**EXERCISE:** Transcribe only the lines between the first line of the records and the line containing "the tree line", inclusive, exactly as written.

[Records from a collection]
——————
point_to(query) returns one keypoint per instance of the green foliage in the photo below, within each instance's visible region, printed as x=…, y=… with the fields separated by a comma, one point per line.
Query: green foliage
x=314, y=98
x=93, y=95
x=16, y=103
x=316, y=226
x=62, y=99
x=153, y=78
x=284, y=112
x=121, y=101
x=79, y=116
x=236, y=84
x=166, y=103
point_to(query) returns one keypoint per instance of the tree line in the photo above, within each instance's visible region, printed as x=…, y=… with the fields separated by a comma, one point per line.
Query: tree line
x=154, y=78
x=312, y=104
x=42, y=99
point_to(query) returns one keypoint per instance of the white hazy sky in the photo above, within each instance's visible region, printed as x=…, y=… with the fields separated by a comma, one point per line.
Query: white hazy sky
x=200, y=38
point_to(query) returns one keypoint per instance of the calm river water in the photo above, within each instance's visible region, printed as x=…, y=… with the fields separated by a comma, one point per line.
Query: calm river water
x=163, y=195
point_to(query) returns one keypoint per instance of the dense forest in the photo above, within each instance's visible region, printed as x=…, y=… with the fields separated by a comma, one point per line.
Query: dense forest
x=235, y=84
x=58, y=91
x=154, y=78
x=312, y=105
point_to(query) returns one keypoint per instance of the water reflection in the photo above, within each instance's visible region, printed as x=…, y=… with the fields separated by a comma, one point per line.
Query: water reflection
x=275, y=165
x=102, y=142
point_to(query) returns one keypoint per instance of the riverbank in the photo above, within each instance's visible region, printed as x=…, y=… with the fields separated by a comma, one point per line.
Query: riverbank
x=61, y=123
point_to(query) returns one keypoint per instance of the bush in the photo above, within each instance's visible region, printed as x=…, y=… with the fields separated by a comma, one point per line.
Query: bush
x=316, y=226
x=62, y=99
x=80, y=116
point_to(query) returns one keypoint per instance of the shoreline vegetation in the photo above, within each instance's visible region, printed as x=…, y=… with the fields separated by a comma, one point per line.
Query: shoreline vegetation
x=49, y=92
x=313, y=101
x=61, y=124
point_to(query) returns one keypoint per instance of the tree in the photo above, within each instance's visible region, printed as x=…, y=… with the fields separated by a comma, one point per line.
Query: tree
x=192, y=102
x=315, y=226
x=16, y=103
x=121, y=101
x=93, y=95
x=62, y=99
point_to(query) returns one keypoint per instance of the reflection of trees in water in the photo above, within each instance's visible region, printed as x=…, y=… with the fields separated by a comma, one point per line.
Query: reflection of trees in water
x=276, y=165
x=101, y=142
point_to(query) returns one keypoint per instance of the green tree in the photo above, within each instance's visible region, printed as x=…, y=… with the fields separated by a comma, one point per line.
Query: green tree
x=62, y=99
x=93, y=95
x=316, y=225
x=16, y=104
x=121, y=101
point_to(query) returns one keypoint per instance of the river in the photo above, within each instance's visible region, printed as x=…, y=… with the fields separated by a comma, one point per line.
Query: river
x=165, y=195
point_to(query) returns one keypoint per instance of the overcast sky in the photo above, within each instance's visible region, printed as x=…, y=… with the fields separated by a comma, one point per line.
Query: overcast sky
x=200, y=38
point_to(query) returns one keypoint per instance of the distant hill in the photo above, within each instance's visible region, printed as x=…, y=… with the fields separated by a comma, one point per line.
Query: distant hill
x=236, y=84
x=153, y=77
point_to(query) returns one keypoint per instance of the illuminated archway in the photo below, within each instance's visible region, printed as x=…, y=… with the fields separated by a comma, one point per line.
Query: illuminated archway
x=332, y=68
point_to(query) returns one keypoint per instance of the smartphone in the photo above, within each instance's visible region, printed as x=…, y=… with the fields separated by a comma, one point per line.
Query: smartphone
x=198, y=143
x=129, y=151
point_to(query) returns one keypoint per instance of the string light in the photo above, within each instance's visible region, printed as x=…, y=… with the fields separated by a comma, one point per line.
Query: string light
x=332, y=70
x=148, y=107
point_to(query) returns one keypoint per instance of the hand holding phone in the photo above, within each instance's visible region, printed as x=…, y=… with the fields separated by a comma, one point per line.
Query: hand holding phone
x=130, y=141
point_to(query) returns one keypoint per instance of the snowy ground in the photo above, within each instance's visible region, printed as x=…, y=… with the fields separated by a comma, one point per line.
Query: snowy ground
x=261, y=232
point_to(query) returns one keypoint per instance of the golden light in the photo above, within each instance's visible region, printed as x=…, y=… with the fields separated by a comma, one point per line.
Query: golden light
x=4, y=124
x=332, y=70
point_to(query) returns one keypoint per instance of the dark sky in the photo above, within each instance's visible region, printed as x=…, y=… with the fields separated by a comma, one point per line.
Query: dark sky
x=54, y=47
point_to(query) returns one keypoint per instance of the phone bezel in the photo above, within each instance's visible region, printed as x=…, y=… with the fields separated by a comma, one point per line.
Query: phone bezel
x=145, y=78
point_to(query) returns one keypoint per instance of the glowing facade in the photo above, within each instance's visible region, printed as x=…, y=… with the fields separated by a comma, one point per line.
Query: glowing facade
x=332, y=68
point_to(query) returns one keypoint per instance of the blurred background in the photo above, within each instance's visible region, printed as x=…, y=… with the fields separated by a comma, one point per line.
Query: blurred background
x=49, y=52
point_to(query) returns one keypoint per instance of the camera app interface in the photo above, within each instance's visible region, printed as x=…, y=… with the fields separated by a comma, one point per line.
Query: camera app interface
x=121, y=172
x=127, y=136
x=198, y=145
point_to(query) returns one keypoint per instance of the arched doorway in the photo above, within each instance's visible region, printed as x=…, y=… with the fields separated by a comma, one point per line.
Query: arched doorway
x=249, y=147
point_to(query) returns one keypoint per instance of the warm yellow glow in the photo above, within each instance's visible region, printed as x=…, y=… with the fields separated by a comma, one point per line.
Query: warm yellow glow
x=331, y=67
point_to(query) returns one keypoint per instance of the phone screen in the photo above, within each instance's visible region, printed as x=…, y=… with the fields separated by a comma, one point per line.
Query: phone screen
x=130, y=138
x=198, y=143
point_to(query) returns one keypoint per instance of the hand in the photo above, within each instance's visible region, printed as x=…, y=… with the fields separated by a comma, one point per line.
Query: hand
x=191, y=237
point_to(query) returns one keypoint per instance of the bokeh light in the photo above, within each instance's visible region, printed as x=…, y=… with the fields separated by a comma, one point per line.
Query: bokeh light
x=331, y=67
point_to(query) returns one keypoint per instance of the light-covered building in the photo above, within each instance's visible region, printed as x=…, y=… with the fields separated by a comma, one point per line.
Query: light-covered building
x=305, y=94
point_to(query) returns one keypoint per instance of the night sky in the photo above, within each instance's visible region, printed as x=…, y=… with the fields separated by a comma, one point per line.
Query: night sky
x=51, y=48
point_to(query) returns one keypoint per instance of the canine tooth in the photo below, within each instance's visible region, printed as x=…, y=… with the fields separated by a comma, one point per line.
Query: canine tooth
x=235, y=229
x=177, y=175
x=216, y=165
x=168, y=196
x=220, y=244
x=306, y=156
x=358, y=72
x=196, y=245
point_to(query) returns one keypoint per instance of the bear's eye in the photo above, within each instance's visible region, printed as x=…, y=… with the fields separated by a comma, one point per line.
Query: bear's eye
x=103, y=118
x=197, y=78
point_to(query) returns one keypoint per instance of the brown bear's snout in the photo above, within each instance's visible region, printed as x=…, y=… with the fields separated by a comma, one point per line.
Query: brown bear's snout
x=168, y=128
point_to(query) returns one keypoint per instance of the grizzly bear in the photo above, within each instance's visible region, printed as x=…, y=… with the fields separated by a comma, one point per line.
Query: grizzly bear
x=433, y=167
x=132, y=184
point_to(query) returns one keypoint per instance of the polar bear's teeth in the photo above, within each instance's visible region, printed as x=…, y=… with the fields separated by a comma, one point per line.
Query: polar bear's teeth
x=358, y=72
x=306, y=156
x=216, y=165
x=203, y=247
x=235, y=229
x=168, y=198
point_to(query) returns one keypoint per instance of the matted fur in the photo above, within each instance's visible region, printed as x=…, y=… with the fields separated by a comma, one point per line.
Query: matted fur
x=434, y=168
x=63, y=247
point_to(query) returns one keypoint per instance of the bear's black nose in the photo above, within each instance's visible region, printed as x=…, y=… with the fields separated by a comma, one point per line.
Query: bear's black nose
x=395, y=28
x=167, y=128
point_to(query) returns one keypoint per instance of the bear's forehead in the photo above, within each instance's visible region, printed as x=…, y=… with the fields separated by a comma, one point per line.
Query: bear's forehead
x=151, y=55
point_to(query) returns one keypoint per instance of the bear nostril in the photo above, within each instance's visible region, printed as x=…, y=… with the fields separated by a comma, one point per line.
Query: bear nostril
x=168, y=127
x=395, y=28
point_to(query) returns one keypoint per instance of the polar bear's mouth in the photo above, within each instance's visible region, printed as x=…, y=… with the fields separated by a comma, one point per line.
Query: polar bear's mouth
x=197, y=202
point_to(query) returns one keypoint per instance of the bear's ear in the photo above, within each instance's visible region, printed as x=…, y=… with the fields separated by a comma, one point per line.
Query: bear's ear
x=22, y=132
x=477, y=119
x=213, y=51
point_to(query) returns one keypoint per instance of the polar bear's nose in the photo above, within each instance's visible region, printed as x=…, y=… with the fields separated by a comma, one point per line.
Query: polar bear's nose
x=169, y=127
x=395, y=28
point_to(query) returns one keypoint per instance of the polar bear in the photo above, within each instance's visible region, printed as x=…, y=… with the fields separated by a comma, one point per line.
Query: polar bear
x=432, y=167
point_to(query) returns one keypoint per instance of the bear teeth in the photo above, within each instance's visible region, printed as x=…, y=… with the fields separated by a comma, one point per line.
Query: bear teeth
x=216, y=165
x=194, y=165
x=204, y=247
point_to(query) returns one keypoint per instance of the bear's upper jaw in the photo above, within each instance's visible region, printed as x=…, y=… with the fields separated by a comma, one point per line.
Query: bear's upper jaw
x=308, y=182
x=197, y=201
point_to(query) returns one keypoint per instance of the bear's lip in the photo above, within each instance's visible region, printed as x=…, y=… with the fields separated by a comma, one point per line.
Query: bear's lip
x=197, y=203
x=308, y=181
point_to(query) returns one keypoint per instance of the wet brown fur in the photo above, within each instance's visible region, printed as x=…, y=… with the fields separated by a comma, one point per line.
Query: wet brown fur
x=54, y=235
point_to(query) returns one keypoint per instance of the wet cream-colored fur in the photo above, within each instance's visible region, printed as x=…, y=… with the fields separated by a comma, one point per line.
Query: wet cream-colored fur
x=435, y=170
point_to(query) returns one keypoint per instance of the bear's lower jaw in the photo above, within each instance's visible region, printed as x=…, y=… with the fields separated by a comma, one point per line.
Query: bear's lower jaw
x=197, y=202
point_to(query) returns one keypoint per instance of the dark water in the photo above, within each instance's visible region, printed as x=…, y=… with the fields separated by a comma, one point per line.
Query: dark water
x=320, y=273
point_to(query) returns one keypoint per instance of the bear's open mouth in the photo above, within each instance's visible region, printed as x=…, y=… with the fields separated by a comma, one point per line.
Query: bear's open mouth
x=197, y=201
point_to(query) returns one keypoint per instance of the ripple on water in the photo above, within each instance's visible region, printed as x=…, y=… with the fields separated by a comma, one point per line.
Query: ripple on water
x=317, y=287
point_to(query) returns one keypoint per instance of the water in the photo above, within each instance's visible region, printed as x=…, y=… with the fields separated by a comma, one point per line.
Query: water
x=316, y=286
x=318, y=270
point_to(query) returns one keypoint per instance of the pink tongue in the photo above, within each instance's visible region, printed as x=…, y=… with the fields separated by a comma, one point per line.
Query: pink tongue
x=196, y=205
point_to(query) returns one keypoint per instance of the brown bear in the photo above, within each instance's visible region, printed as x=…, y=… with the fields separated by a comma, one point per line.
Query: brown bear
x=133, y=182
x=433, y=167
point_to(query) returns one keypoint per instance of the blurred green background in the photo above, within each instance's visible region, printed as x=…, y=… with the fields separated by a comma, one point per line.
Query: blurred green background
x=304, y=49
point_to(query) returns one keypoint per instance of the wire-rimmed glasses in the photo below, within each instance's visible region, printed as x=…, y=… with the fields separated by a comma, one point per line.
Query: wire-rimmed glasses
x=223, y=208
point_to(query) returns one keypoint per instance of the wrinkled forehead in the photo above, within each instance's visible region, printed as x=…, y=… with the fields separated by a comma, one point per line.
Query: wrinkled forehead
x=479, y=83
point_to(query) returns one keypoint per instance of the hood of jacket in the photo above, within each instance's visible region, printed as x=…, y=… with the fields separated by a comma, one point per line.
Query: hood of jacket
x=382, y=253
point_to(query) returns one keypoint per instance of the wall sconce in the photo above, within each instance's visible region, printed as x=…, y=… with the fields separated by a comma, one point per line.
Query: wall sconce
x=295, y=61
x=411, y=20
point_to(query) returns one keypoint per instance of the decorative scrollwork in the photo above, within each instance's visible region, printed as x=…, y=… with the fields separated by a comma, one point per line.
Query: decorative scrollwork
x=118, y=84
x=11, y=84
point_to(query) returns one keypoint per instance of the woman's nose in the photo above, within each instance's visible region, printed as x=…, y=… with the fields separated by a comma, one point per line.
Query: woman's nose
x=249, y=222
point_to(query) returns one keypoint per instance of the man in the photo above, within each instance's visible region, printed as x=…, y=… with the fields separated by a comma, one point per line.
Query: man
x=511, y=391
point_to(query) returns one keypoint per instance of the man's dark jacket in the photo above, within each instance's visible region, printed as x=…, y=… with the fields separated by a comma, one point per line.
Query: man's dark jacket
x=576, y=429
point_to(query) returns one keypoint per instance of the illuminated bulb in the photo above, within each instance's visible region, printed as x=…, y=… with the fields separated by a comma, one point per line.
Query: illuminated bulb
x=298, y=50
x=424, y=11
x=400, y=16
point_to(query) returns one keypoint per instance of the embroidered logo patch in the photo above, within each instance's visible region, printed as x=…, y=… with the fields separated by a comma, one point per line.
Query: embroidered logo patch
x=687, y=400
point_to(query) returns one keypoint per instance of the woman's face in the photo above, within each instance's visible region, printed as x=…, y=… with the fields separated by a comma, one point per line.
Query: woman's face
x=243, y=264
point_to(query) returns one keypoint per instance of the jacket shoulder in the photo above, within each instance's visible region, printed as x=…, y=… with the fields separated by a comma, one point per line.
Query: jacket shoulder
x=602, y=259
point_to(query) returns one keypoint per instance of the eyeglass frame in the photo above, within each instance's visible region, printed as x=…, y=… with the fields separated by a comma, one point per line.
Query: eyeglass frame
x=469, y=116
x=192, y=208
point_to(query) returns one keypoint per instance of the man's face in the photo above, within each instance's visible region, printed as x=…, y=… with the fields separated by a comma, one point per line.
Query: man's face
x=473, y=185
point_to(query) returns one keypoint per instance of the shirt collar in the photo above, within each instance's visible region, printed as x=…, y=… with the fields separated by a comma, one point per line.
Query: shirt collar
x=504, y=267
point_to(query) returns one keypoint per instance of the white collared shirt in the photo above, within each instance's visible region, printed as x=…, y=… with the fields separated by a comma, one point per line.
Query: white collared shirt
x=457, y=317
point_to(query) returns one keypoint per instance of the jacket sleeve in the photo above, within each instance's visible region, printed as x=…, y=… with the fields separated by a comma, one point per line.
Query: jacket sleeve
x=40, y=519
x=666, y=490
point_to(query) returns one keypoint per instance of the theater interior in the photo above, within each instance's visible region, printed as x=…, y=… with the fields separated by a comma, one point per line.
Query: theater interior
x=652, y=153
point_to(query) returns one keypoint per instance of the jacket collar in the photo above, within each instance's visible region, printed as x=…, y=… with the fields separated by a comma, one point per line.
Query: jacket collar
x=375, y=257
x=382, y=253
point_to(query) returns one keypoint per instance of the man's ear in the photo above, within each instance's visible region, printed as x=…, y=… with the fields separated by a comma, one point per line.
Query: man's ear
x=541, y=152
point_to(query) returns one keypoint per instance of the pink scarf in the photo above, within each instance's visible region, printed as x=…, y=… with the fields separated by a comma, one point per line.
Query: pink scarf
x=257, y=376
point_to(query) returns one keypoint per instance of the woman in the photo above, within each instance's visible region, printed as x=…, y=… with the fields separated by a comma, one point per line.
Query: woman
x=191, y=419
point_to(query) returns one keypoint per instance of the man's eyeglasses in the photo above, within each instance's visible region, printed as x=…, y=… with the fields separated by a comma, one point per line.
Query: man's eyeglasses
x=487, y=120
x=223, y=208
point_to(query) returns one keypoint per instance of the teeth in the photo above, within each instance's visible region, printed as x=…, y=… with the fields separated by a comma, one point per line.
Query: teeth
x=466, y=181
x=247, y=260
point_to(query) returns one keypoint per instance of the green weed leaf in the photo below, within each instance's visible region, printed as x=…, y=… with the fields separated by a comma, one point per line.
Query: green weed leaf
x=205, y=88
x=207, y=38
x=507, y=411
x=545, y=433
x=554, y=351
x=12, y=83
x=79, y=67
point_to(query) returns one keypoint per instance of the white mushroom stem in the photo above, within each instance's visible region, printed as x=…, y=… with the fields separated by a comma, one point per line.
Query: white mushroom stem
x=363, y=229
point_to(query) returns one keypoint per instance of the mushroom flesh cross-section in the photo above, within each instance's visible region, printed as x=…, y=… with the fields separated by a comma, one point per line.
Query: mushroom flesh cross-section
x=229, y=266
——————
**OUTPUT OF THE TASK:**
point_to(query) returns one keypoint per instance of the green foliage in the photo below, within each instance's visible region, printed as x=…, y=… with the fields separated by a comma, one point per line.
Query: green foliage
x=314, y=98
x=93, y=95
x=16, y=103
x=316, y=226
x=62, y=99
x=153, y=78
x=284, y=112
x=121, y=101
x=79, y=116
x=236, y=84
x=166, y=103
point_to(query) returns one keypoint per instance of the tree line in the photo above, within each instance's visible region, printed as x=…, y=… with the fields separated by a comma, one point per line.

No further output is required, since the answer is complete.